#### Excerpt to read

Astronomer Discovers the Most Distant Stars Ever Observed From Earth

Cryolithic writes to tell us The Vancouver Sun is reporting that a University of B.C. astronomer recently used NASA's Hubble telescope to see a cluster of stars one billion light-years from Earth, the farthest stars ever observed from Earth. From the article: "That's interesting, he explains, because given that light travels at a finite speed -- 300,000 km a second -- the light emitted from the star cluster he and Kalirai saw was emitted one billion years ago. That means the cluster as it appeared to them two months ago was the way it looked one billion years ago. In other words, they were looking one billion years back in time."

it travels as fast as it travels

[User 956]

That's interesting, he explains, because given that light travels at a finite speed -- 300,000 km a second

...in a vacuum. When not in a vacuum, light can travel at a fraction of the speed of light.

########

Exercise 1:
According to the star cluster thread, how far from Earth is the cluster of stars the astronomer saw?
Exercise 2:
Sum up the star cluster thread in two sentences.
Exercise 3:
Please resume the star cluster thread from the point where it stops.

#### Material provided

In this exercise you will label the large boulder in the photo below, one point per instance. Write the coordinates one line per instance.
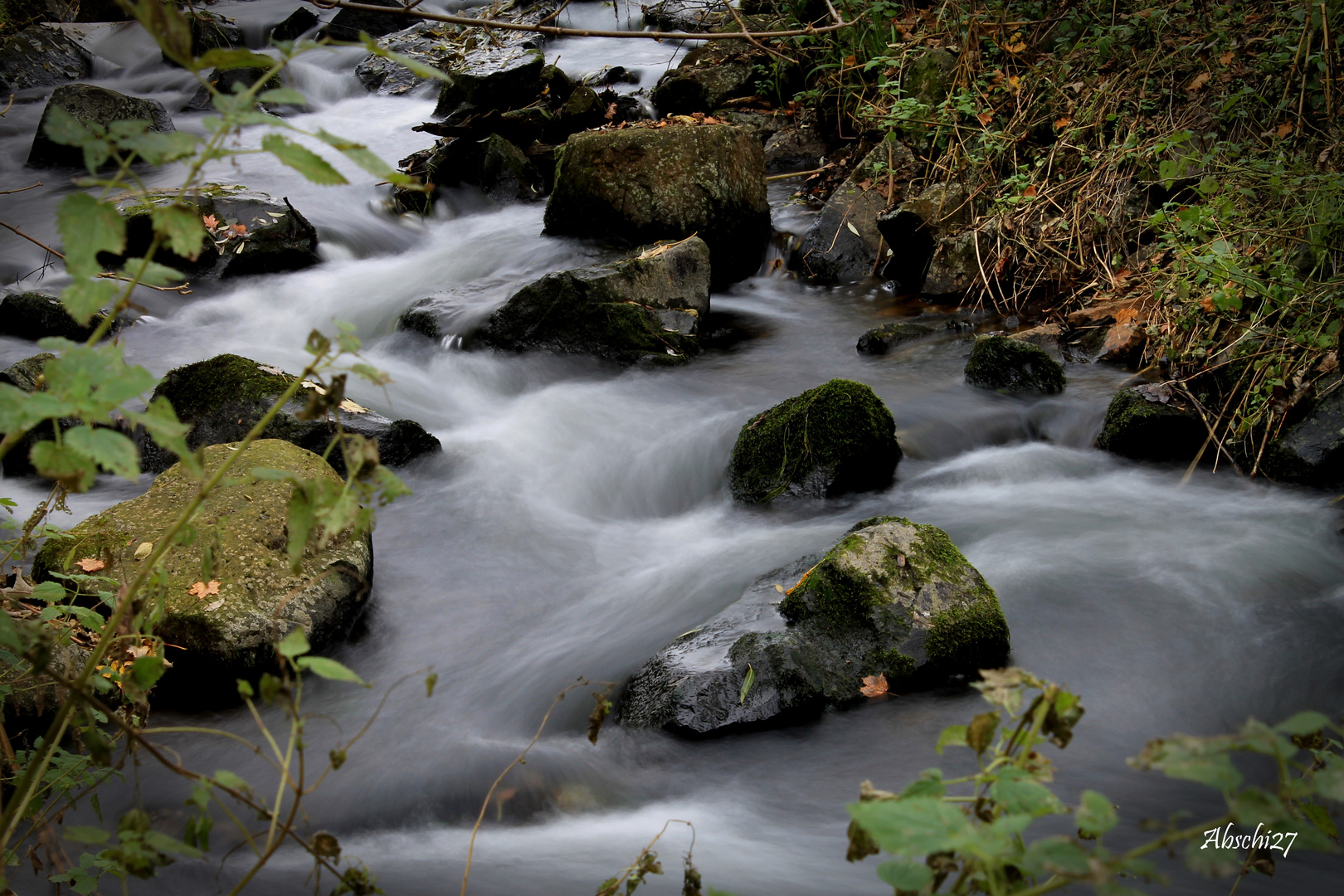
(891, 599)
(90, 105)
(41, 56)
(275, 236)
(1151, 422)
(835, 438)
(647, 308)
(223, 398)
(845, 242)
(253, 597)
(1012, 366)
(643, 184)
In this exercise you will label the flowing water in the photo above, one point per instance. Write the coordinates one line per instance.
(578, 519)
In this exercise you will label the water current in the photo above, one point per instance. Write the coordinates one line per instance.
(578, 520)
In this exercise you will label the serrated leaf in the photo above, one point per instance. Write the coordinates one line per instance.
(329, 670)
(303, 160)
(110, 449)
(180, 227)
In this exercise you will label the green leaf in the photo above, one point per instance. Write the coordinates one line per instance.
(329, 670)
(89, 227)
(110, 449)
(905, 874)
(303, 160)
(951, 737)
(1096, 816)
(180, 227)
(293, 644)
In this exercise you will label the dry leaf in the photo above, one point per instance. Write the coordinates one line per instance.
(874, 685)
(202, 590)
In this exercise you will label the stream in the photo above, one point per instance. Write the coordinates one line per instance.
(578, 520)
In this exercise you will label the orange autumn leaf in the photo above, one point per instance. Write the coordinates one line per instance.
(874, 685)
(202, 590)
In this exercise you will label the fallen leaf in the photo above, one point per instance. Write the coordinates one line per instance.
(874, 685)
(202, 590)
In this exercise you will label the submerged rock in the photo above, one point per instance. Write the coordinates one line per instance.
(880, 340)
(845, 243)
(90, 105)
(41, 56)
(644, 309)
(219, 638)
(223, 398)
(835, 438)
(1152, 423)
(643, 184)
(893, 598)
(1014, 366)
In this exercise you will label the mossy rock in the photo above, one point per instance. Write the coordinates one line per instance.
(835, 438)
(891, 598)
(1151, 423)
(1014, 366)
(219, 637)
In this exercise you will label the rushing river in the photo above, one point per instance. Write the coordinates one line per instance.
(578, 520)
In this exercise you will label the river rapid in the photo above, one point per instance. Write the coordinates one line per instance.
(578, 520)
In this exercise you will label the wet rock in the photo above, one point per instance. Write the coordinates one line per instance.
(347, 23)
(1312, 450)
(845, 242)
(880, 340)
(223, 398)
(299, 23)
(1152, 423)
(37, 316)
(260, 599)
(835, 438)
(90, 105)
(41, 56)
(801, 147)
(643, 309)
(693, 17)
(1012, 366)
(709, 77)
(277, 236)
(643, 184)
(891, 598)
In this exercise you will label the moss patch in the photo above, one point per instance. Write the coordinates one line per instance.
(838, 437)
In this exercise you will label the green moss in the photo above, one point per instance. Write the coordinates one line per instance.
(1011, 364)
(838, 437)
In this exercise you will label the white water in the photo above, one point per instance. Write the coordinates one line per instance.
(578, 520)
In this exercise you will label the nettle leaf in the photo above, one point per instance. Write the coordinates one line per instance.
(180, 227)
(303, 160)
(329, 670)
(110, 449)
(1096, 816)
(89, 227)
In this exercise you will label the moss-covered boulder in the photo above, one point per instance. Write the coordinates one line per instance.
(644, 184)
(835, 438)
(880, 340)
(90, 105)
(1152, 423)
(893, 599)
(845, 242)
(253, 598)
(1012, 366)
(223, 398)
(645, 308)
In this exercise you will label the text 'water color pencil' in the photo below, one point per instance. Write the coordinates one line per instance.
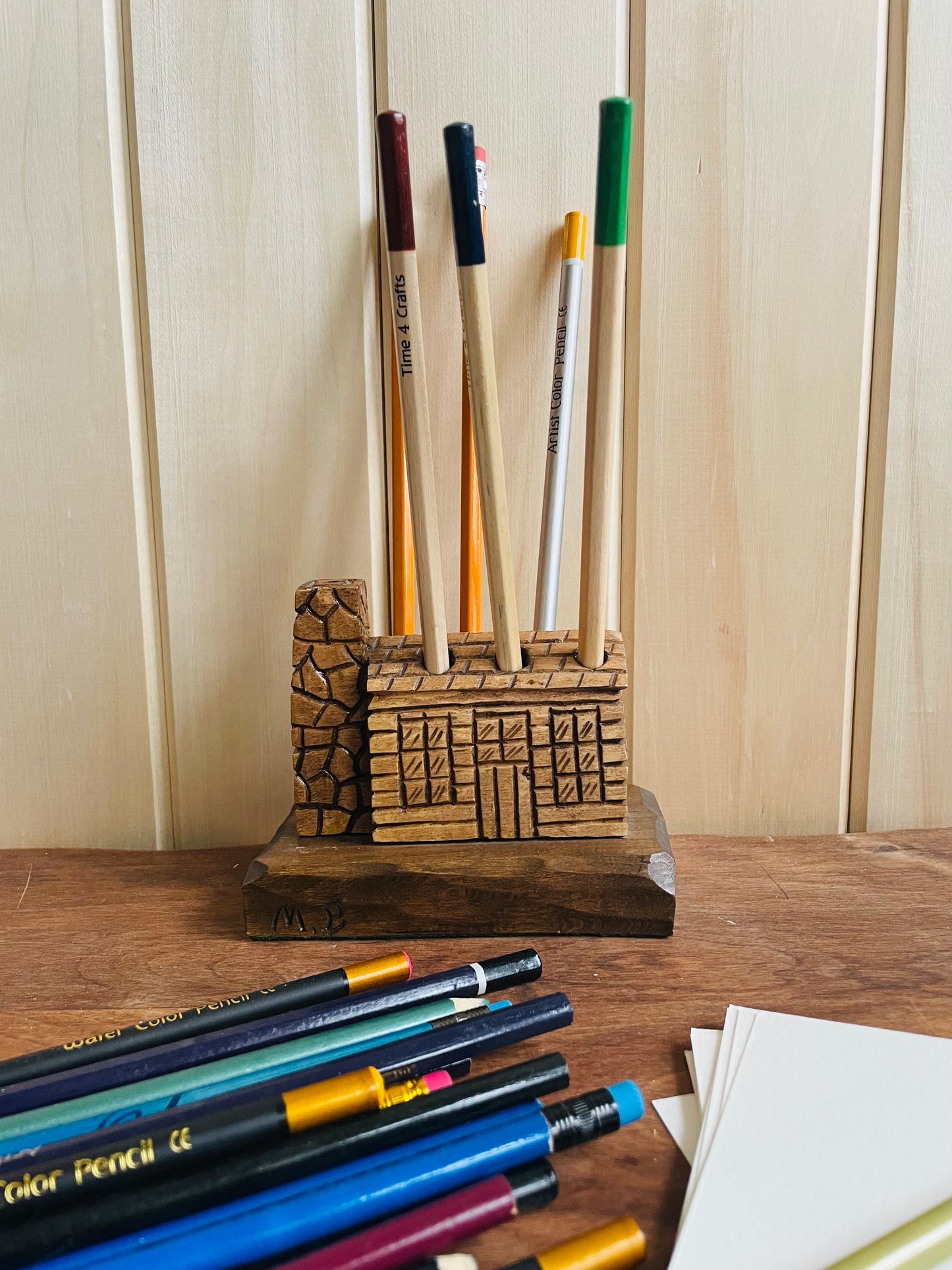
(316, 1208)
(470, 981)
(37, 1133)
(301, 1157)
(605, 365)
(294, 995)
(445, 1223)
(919, 1245)
(560, 417)
(136, 1159)
(484, 393)
(615, 1246)
(470, 512)
(412, 372)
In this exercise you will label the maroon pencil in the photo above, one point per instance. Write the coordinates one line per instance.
(432, 1228)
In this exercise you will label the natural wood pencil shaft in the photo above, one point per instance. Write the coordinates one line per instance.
(470, 522)
(484, 403)
(403, 550)
(605, 404)
(412, 375)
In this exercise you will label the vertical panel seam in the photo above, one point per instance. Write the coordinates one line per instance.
(140, 404)
(865, 579)
(364, 71)
(632, 352)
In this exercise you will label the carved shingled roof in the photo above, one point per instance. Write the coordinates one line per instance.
(397, 664)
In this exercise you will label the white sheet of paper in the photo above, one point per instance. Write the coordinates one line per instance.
(829, 1136)
(705, 1044)
(681, 1115)
(692, 1070)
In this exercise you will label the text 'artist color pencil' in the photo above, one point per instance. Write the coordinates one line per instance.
(301, 1157)
(560, 417)
(272, 1222)
(445, 1223)
(136, 1159)
(470, 512)
(470, 981)
(484, 394)
(615, 1246)
(605, 359)
(408, 334)
(294, 995)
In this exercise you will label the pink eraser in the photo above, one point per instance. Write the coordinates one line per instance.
(437, 1081)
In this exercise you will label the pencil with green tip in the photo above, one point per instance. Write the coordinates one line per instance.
(605, 364)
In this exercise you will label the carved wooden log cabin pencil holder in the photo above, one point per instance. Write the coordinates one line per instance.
(468, 803)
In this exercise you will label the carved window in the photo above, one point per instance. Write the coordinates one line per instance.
(426, 765)
(576, 756)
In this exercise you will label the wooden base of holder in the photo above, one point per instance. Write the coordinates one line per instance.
(349, 887)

########

Exercise output 1:
One billion light-years.

Exercise output 2:
The Vancouver Sun reported that a University of B.C. astronomer used NASA's Hubble telescope to see a cluster of stars one billion light-years from Earth, the farthest stars ever observed from Earth. Because light travels at a finite speed, the light seen had been emitted one billion years ago, and a commenter adds that the quoted speed of 300,000 km a second holds in a vacuum, while outside a vacuum light can travel at a fraction of that speed.

Exercise output 3:
Re:Looking back in time.

[Anonymous Coward]

Brought to you by: http://www.google.com/search?hl=en&q=50cm%20/%20c [google.com]

Re:only 1 billion ly?

[MindStalker]

Yea the visible universe is some 46 billions light years. They are referring to detecting individual starts a billion light years away whereby normally you would only see a galaxy with non identifiable individuals stars at such a distance.

Re:only 1 billion ly?

[somepunk]

Yeah, the summary is bogus (surprise, surprise). The big news is that this is the furthest cluster of stars yet observed, a confusion not encountered in TFA.

Re:paraphrasing Douglas Adams

[vindimy]

Whoever didn't get this, give yourself a hand and read Wiki's Time Dilation [wikipedia.org] topic. Save yourself some embarrassment from typing nonsense questions and arguing.

A correction/explanation

[minuteman]

As an astronomy graduate student, I would like to offer a correction or an explanation of this statement:

From the article:
"That's because the older a star gets, the redder it gets, he says. Younger stars are bluer."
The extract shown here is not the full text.